**TESTO DELL'ESERCIZIO:**
>>

Ricordo di Virginia Woolf. Oggi l’anniversario del suicidio
4 min di letturaLe onde sui suoi capelli: ricordo di Virginia Woolf
Erano da poco passate le nove del mattino di un 28 marzo inglese come ce ne sono stati tanti prima di quel 1941, e come ce ne sono stati anche dopo, ma in quella mattina fatidica le onde del fiume Ouse, nel nord dello Yorkshire, accolsero tra i propri palpiti la scrittrice Virginia Woolf.
Tenersi occupati è essenziale
“Tenersi occupati è essenziale”. Quattro parole stringate incastrate tra la preoccupazione per la cena e i buoni propositi per non affondare. Quattro parole scritte di getto l’8 marzo, venti giorni prima della decisiva fuga dalle prigioni mentali che attanagliavano lo spirito e la volontà di Virginia Woolf.
E questo precetto del tenersi occupati aveva seguito la scrittrice fin dall’adolescenza, da quando aveva perso quel caldo focolare che era il grembo materno e aveva dovuto proteggersi da sola dalle gabbie che la società aveva deciso di imporle in quanto donna. In quanto donna intelligente. In quanto donna capace di avere idee e di imprimerle sul foglio.
Recensioni, saggi critici, romanzi, bozze di romanzi, racconti, diari… scritti copiosi che declinavano l’unico imperativo: tenersi occupati. L’operosità del lavoro di Virginia Woolf, la fecondità della sua mente e il proliferare delle sue opere rappresentavano il tentativo costante e certosino di mettere a tacere le voci interiori che la perseguitavano, dando loro una via lungo la quale esprimersi senza roderle l’anima. Così, giusto per tenersi occupati, Virginia Woolf pubblica in questi anni frenetici i romanzi Mrs Dalloway, To the Lighthouse, Orlando, The Waves, i saggi Three guineas, A room of one’s own e The common reader, per citarne solo alcuni. Ma l’acqua di quel fiume che la scrittrice si porta dentro continua a scorrere impetuosa, senza sosta, tirandola per le caviglie ad ogni risveglio.
Non posso combattere oltre
Ha combattuto a lungo Virginia Woolf. Ha inforcato le armi quando, nel 1904, a pochi mesi dalla dipartita del padre amato quanto temuto, decide di dire addio al mondo abbracciando il desiderio di chiudere per sempre gli occhi alla bellezza che amava contemplare. Ma fallisce.
Costretta a vivere, a combattere ancora, si trascina col suo talento indiscusso fino al 1912. Virginia ha trent’anni e arde di quel fuoco che solo i veri scrittori posseggono. Quello è l’anno del suo matrimonio con Leonard Woolf, compagno di vita, di sfide, di scrittura e di battaglie. Tuttavia la felicità, seppur presente, è labile. Un anno dopo e poi ancora nel 1915 la scrittrice tenta nuovamente di porre fine alla propria esistenza. Si priva del cibo, si priva dell’energia necessaria per continuare a combattere. Risale però la china grazie alle cure e all’attenzione del marito e delle infermiere che la assistono. Le redini della mente hanno ceduto per un lungo periodo, ma sono ora strette tra le mani di Virginia che procede dritta come un fuso.

<<

**DATI FORNITI:**
>>

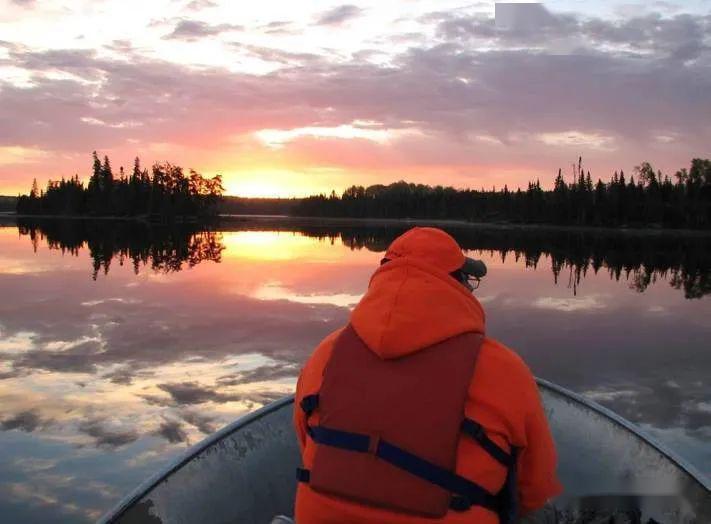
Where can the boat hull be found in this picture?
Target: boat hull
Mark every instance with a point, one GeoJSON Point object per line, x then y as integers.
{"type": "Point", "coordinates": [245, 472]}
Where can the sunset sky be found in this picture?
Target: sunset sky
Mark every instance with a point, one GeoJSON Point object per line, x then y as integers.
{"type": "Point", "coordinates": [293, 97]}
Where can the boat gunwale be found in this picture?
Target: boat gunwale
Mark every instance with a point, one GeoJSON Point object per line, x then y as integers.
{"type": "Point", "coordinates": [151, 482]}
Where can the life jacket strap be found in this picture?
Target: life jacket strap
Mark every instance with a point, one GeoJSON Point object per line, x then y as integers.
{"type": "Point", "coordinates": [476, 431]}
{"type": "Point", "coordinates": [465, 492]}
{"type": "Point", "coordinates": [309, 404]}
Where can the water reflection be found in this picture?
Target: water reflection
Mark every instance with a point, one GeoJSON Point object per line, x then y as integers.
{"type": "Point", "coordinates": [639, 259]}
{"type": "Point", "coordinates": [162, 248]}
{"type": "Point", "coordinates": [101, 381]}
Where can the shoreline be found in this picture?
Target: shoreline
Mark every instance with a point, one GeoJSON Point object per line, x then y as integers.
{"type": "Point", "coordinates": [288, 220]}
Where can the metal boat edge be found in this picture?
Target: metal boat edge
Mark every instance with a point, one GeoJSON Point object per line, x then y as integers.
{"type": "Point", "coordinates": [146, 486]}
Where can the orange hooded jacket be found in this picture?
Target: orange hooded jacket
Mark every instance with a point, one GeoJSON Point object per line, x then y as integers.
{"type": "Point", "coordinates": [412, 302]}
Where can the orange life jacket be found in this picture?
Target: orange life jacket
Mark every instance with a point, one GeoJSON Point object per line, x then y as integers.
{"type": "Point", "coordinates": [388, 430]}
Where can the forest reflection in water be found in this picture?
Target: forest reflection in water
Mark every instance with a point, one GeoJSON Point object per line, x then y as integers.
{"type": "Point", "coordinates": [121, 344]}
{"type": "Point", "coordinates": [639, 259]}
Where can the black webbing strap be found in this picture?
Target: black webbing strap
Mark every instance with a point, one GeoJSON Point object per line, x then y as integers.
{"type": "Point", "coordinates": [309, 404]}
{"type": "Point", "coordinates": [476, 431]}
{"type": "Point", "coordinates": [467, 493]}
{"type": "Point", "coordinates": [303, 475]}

<<
>>

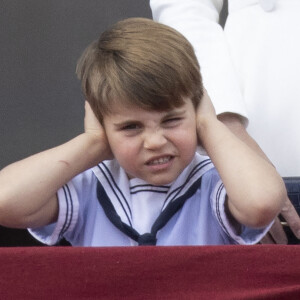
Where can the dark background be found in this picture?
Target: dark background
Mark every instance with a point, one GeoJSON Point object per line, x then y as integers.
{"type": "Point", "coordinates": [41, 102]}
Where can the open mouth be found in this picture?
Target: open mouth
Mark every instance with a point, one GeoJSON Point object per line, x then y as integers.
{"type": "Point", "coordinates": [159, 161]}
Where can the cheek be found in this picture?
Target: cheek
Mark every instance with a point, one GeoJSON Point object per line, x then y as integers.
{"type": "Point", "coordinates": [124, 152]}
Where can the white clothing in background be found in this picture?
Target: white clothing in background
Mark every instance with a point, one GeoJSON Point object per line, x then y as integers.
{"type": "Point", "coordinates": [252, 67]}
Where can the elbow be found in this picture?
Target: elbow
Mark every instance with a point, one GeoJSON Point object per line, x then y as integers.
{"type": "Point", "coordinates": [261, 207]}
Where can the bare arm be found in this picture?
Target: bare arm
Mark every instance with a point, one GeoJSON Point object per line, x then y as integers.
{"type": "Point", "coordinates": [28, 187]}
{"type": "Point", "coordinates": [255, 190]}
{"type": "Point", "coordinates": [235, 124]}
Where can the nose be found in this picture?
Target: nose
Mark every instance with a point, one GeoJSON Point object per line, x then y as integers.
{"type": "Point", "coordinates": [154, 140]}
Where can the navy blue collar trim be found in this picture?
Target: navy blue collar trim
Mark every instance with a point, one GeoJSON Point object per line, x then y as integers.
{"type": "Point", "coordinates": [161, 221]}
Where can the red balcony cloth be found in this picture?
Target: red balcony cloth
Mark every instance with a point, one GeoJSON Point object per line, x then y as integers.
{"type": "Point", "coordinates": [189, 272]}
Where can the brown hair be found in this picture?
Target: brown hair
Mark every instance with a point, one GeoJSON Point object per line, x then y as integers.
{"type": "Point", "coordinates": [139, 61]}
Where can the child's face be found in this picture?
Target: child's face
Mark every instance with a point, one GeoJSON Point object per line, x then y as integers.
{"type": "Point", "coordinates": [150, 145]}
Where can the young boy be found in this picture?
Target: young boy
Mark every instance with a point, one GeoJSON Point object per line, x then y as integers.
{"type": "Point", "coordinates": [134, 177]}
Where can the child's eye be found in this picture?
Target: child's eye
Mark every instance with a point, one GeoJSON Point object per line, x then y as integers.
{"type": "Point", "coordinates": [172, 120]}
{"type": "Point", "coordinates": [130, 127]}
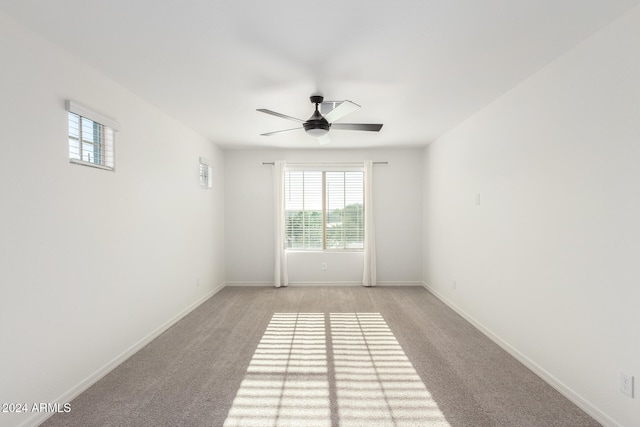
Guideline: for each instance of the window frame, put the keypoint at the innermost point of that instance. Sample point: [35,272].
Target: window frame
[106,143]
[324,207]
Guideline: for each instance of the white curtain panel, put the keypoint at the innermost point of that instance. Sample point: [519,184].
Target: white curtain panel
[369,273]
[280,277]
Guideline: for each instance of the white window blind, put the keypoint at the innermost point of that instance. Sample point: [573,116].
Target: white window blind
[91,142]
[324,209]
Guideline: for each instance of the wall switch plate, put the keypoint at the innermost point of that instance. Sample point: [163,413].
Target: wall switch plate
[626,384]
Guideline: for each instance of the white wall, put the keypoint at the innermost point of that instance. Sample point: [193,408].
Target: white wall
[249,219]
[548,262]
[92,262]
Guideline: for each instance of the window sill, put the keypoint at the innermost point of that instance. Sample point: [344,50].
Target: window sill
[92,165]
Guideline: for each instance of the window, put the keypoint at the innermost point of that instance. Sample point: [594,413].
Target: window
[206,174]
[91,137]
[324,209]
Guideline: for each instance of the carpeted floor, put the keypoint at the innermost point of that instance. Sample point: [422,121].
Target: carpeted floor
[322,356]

<<

**CONSEGNA:** Puoi riportare senza modifiche il passo del testo su Virginia Woolf che va da "Costretta a vivere, a" fino a "come un fuso."?

**RISPOSTA SCRITTA:**
Costretta a vivere, a combattere ancora, si trascina col suo talento indiscusso fino al 1912. Virginia ha trent’anni e arde di quel fuoco che solo i veri scrittori posseggono. Quello è l’anno del suo matrimonio con Leonard Woolf, compagno di vita, di sfide, di scrittura e di battaglie. Tuttavia la felicità, seppur presente, è labile. Un anno dopo e poi ancora nel 1915 la scrittrice tenta nuovamente di porre fine alla propria esistenza. Si priva del cibo, si priva dell’energia necessaria per continuare a combattere. Risale però la china grazie alle cure e all’attenzione del marito e delle infermiere che la assistono. Le redini della mente hanno ceduto per un lungo periodo, ma sono ora strette tra le mani di Virginia che procede dritta come un fuso.